_TASK STATEMENT_. Quote the full listing word for word.

_LISTING_.

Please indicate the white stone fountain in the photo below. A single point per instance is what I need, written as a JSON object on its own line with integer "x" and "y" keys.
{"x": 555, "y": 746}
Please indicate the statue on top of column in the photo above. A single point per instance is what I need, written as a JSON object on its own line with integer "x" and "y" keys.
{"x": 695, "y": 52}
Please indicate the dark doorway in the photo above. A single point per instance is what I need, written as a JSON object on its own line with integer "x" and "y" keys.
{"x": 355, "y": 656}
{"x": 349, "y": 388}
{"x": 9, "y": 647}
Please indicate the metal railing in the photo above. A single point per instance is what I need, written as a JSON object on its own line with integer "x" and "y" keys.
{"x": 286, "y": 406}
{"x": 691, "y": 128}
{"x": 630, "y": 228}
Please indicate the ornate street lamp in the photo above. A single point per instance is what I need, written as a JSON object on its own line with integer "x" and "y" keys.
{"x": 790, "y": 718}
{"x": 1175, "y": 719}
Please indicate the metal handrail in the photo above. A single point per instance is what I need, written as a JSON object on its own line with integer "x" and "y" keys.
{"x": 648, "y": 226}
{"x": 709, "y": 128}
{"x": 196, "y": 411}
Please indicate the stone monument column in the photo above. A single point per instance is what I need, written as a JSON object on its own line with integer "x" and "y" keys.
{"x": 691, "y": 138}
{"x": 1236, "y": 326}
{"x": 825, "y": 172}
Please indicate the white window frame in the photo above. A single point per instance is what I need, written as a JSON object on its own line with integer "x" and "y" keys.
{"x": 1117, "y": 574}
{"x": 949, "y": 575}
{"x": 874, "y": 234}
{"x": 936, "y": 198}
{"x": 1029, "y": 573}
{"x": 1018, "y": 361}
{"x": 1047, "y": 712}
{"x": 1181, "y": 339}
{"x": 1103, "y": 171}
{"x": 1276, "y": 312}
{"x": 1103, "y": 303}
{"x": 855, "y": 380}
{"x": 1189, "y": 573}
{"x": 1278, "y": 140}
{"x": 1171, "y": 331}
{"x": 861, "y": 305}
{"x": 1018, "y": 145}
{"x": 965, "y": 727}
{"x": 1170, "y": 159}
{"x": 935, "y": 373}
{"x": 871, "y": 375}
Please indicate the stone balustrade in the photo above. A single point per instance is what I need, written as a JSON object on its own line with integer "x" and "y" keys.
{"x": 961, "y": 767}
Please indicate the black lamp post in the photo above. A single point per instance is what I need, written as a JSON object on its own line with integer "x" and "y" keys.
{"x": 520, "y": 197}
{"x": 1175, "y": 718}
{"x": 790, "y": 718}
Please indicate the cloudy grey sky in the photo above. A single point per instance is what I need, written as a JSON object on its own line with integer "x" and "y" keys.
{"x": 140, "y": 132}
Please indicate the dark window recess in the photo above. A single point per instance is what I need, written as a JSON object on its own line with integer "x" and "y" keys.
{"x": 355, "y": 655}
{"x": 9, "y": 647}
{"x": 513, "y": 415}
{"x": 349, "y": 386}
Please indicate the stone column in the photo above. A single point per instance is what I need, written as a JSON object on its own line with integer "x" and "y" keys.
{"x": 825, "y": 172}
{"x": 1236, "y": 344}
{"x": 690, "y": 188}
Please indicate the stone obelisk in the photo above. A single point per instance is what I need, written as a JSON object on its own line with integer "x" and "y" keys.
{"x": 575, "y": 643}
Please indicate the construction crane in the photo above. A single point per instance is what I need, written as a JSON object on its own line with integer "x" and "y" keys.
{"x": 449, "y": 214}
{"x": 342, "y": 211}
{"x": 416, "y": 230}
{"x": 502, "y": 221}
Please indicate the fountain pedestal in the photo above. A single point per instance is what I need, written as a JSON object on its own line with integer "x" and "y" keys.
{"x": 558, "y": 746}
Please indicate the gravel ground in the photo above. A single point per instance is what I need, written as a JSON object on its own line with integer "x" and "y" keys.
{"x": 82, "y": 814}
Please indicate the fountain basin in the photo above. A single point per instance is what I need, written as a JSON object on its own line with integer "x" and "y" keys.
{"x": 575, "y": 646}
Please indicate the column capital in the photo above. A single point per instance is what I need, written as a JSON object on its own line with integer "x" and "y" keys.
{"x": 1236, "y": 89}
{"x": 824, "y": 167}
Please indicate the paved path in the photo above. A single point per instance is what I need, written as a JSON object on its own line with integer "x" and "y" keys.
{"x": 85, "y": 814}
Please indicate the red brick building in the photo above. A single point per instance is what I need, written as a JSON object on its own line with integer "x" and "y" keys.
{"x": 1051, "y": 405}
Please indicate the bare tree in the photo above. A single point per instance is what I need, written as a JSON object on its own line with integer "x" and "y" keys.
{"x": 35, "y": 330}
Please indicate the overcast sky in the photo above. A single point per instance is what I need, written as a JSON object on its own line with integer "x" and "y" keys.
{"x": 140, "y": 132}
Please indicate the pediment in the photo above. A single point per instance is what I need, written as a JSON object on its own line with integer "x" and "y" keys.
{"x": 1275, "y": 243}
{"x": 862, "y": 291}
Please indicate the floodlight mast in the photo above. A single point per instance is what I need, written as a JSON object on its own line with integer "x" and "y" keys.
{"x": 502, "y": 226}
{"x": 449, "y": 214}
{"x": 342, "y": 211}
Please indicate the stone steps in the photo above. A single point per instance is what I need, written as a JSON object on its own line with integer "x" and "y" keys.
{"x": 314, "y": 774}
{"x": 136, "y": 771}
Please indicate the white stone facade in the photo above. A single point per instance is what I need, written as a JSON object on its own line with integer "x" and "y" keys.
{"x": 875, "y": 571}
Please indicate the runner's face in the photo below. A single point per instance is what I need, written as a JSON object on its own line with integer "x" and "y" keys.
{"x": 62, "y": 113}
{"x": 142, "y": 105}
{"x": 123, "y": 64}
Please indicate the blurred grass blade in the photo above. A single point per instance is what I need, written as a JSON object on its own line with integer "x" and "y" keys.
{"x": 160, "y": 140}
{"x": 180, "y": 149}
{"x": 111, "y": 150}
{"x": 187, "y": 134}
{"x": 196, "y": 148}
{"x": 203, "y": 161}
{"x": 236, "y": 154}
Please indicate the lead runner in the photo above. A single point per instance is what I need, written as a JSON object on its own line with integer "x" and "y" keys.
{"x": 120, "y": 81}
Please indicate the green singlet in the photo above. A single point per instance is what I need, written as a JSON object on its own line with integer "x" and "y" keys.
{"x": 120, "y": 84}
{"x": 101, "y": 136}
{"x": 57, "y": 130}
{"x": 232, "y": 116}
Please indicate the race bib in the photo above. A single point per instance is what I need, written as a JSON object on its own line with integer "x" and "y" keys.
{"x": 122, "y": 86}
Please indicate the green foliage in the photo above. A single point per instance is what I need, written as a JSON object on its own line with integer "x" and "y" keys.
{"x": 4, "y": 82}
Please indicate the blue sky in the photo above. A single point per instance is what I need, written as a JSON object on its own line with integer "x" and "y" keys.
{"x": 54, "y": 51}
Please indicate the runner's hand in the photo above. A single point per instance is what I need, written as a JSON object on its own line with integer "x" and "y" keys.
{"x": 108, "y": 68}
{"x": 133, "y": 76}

_SOLUTION FOR THIS EXERCISE_.
Please indicate the white stone fountain in the photo below. A single point per instance is what I need, written as a JSON object on its own line with integer "x" and "y" keys.
{"x": 555, "y": 746}
Please indicate the statue on top of column in the photo above. A single point per instance is what I need, written as a JSON object on its own line with integer "x" and "y" keys.
{"x": 695, "y": 52}
Please indicate the dark doorway in the photo above. A single point per instance is what I need, written as a JSON object on its own line with integer "x" and "y" keys.
{"x": 355, "y": 656}
{"x": 349, "y": 388}
{"x": 9, "y": 647}
Please indicate the metal railing in the photo above. A single point per instance is what I need, written as a JSON object on its own line with integer "x" and "y" keys.
{"x": 286, "y": 406}
{"x": 691, "y": 128}
{"x": 630, "y": 228}
Please indicate the ornate street lamp in the photo above. A single point per instance is what I need, written as a JSON object on its own line with integer "x" and "y" keys.
{"x": 790, "y": 718}
{"x": 1175, "y": 719}
Please indicate the metal handrail in the photo above. A single point per instance is what I need, written as a JSON object on its own line with integer "x" and "y" keys.
{"x": 648, "y": 226}
{"x": 709, "y": 128}
{"x": 196, "y": 411}
Please indicate the stone monument column in the photo above. A single point per instance is what I need, written as a JSON object on its own line with integer "x" and "y" keys.
{"x": 691, "y": 138}
{"x": 1236, "y": 326}
{"x": 825, "y": 172}
Please indicate the white window frame in the photo above. A single point per instance is what I need, written as a JSON object on its own line with integer "x" and "y" keys.
{"x": 1117, "y": 574}
{"x": 949, "y": 575}
{"x": 874, "y": 234}
{"x": 936, "y": 198}
{"x": 1029, "y": 573}
{"x": 1018, "y": 361}
{"x": 1047, "y": 712}
{"x": 1181, "y": 339}
{"x": 1103, "y": 171}
{"x": 1276, "y": 312}
{"x": 1103, "y": 303}
{"x": 855, "y": 380}
{"x": 1189, "y": 573}
{"x": 1278, "y": 140}
{"x": 1171, "y": 331}
{"x": 861, "y": 305}
{"x": 1018, "y": 145}
{"x": 965, "y": 727}
{"x": 1170, "y": 159}
{"x": 935, "y": 373}
{"x": 871, "y": 375}
Please indicate the stone balustrade in the photo above. A single point per instance is what I need, written as a JSON object on its own line with integer "x" and "y" keys.
{"x": 961, "y": 767}
Please indicate the black lamp post in the photo above. A single point per instance is what I need, written as a JSON object on its own line with integer "x" and "y" keys.
{"x": 520, "y": 197}
{"x": 1175, "y": 718}
{"x": 790, "y": 718}
Please indicate the cloudy grey sky in the photo above. A single point per instance is what I need, written as a JSON object on its own line with integer "x" and "y" keys.
{"x": 140, "y": 132}
Please indicate the dark window recess in the photo above. A single point per instance is what I need, written as a JSON object on its own line with integer "x" and "y" keys.
{"x": 355, "y": 655}
{"x": 9, "y": 647}
{"x": 513, "y": 415}
{"x": 349, "y": 386}
Please indicate the stone column in the photo above. A single point per instance is what I need, written as a JSON object on its own line with integer "x" and "y" keys.
{"x": 825, "y": 172}
{"x": 1236, "y": 344}
{"x": 690, "y": 188}
Please indicate the stone obelisk in the photo above. A single point per instance is what I need, written as a JSON object on its own line with integer "x" and "y" keys.
{"x": 575, "y": 643}
Please indicate the construction crane in the photo above. A single point per instance is what I need, written as a JSON object on its own line with integer "x" and "y" keys.
{"x": 449, "y": 214}
{"x": 342, "y": 211}
{"x": 416, "y": 230}
{"x": 502, "y": 221}
Please indicate the fountain pedestal in the photo above. A single point per instance is what I need, written as a JSON object on its own line with integer "x" and "y" keys.
{"x": 558, "y": 746}
Please indicate the gravel ground in the photo above. A single point per instance is what I need, written as a JSON object on its own line with integer "x" and "y" keys.
{"x": 82, "y": 814}
Please indicate the fountain basin in the photo above. A single point per instance is what I need, written as a JSON object on its own line with integer "x" and "y" keys.
{"x": 575, "y": 646}
Please indicate the column capital in the photo above. A single point per instance is what I need, written as a JSON object on its own line with integer "x" and "y" keys.
{"x": 1236, "y": 89}
{"x": 824, "y": 167}
Please indicate the paved path in the photo above. A single point per instance is what I need, written as a JSON object on its own line with integer "x" and "y" keys.
{"x": 85, "y": 814}
Please indicate the red brick building in the photo above. A single point per instance is what I need, written as a JSON object on its own line with integer "x" and "y" keys.
{"x": 1051, "y": 405}
Please indicate the bare tree in the photo above. A single point per instance is what I need, written as a JSON object on its own line with integer "x" and "y" keys.
{"x": 35, "y": 330}
Please indicate the overcast sky in the photo above. A single point per instance is what I need, written as a JSON object on its own line with integer "x" and "y" keys.
{"x": 140, "y": 132}
Please indicate the pediment in the photo above. A single point per instance is what I need, written as a JSON object on its own line with integer "x" and "y" keys.
{"x": 1275, "y": 243}
{"x": 862, "y": 291}
Please indicate the floodlight mast in the photo above. A single point per instance is what I need, written as a JSON object on its own line with integer "x" and "y" keys.
{"x": 502, "y": 226}
{"x": 449, "y": 214}
{"x": 342, "y": 211}
Please indicate the stone steps in the photo above. A single point per instance is what I need, written as a JSON object on its own line with integer "x" and "y" keys.
{"x": 314, "y": 774}
{"x": 136, "y": 771}
Please indicate the white stone facade in the photo above. A single point per instance is what I need, written as a JSON object on its own line with integer "x" and "y" keys.
{"x": 875, "y": 571}
Please indicate the runner's face in the photo below. A single point per instance is what I need, written as a JSON object on its own line with integer "x" and "y" keys.
{"x": 62, "y": 113}
{"x": 142, "y": 105}
{"x": 123, "y": 64}
Please indicate the blurred grass blade in the photo above. A single point per instance is what I need, written as a JSON object on its own line with integer "x" and "y" keys.
{"x": 160, "y": 140}
{"x": 180, "y": 149}
{"x": 111, "y": 150}
{"x": 187, "y": 134}
{"x": 196, "y": 148}
{"x": 203, "y": 161}
{"x": 236, "y": 154}
Please indicate the lead runner in the photo above. A single point per instance is what I need, written as a JSON object on its own line with integer "x" and "y" keys.
{"x": 120, "y": 81}
Please indicate the green singlet in the photo above. A single point per instance is what I need, written as a JSON object on its own line with integer "x" and "y" keys.
{"x": 120, "y": 84}
{"x": 101, "y": 136}
{"x": 57, "y": 130}
{"x": 232, "y": 116}
Please indicate the race bib in the photo above. A single point per instance is what I need, written as a JSON object on its own line with integer "x" and "y" keys.
{"x": 122, "y": 86}
Please indicate the green foliage in the photo above. A single point per instance is what I need, written as a JSON object on its own line with integer "x" and "y" keys.
{"x": 4, "y": 82}
Please indicate the blue sky in the photo above. A single point per instance is what I need, written as a JSON object on its own line with integer "x" and "y" keys.
{"x": 54, "y": 51}
Please indicate the runner's hand in the photo above. A single point per instance is what I need, written as a JSON object on its own line with integer "x" and "y" keys.
{"x": 108, "y": 68}
{"x": 133, "y": 76}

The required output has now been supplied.